Reproduce, word for word, all of the records; the pictures stay out.
*** Opening of PROVIDED ENTRIES ***
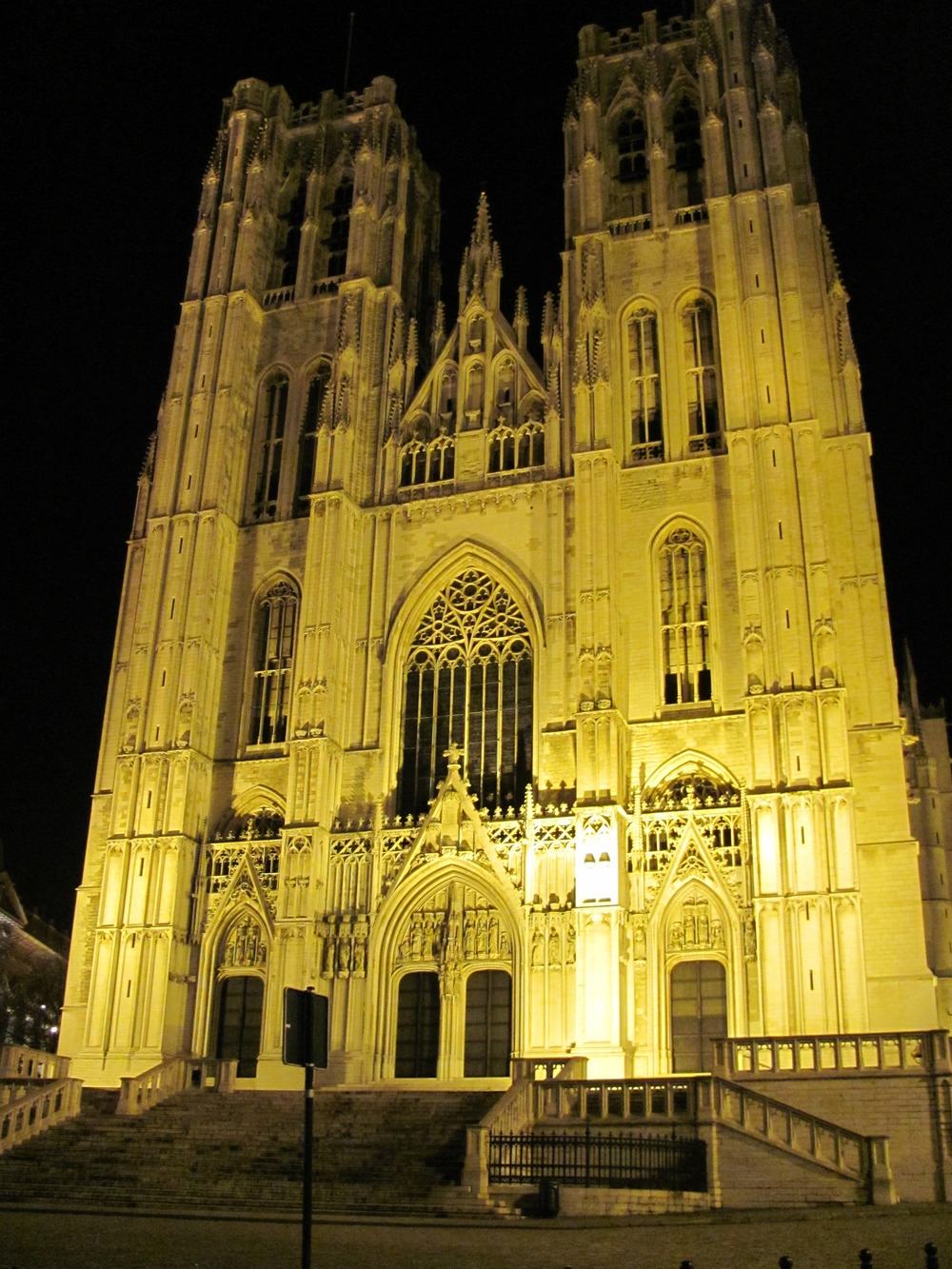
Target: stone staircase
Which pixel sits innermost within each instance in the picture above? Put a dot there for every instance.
(384, 1153)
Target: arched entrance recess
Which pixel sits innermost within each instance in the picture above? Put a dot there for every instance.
(446, 924)
(239, 1029)
(418, 1027)
(699, 1013)
(489, 1023)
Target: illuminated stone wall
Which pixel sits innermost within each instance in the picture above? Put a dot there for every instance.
(670, 525)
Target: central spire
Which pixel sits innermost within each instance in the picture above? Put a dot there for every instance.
(483, 266)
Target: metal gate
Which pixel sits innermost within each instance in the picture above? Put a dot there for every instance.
(619, 1160)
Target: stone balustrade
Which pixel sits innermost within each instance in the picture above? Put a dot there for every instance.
(864, 1159)
(139, 1093)
(630, 225)
(38, 1108)
(277, 297)
(18, 1062)
(550, 1067)
(706, 1103)
(644, 1101)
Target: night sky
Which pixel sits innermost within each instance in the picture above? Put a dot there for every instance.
(110, 118)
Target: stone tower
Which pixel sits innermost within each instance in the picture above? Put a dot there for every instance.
(520, 708)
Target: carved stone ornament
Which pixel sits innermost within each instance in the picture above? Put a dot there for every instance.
(246, 945)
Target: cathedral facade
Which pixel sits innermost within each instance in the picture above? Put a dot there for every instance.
(520, 705)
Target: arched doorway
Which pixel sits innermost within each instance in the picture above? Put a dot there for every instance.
(418, 1027)
(239, 1032)
(699, 1013)
(489, 1027)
*** Close of PROVIDED ENTRIES ***
• _WRITTEN ANSWER_:
Target: stone staircase
Which pixel sits innermost within each instance in the picture above? Put a dot there for every instance.
(384, 1153)
Target: arched entrance recess
Which pixel sits innermost within each instance in the picture above? Put a dot there for every instance.
(446, 924)
(239, 1029)
(418, 1027)
(699, 1013)
(489, 1023)
Target: illuminated stone wall
Which pixel sits innermost within each instance in the picture above? Put a dot there for every instance.
(670, 525)
Target: central spire
Which pixel sits innermost within each instance in the picture above? Put a dot there for every instance.
(483, 266)
Target: metal gate
Which pixel sits innermost within each instance in the picture above? Put a dot there for every instance.
(619, 1160)
Target: stone balustrade
Which pixel sits innermost within each instance in the picture above? Put a dot there for every instance.
(864, 1159)
(139, 1093)
(630, 225)
(38, 1108)
(277, 297)
(18, 1062)
(550, 1067)
(706, 1103)
(644, 1101)
Target: night sky
Which pixel sits innermost within each instance in the picture above? Put a dot there for every instance.
(110, 118)
Target: stone tower
Which pixel sits innermost within each instance in the picture above? Put a dot there for every instance.
(520, 708)
Target: carved stone ornament
Which pixel sits innermost within each instance in the picture above? Put a dot there for every instance.
(246, 945)
Target: cathedral facade
Which pixel sits innermost within each instance in the picture above? Put a dot there for every instance.
(520, 705)
Target: arched doorway
Which pixel sits innermost within each instance in the picture above? Put a dot there for every instance.
(418, 1027)
(239, 1032)
(699, 1013)
(489, 1027)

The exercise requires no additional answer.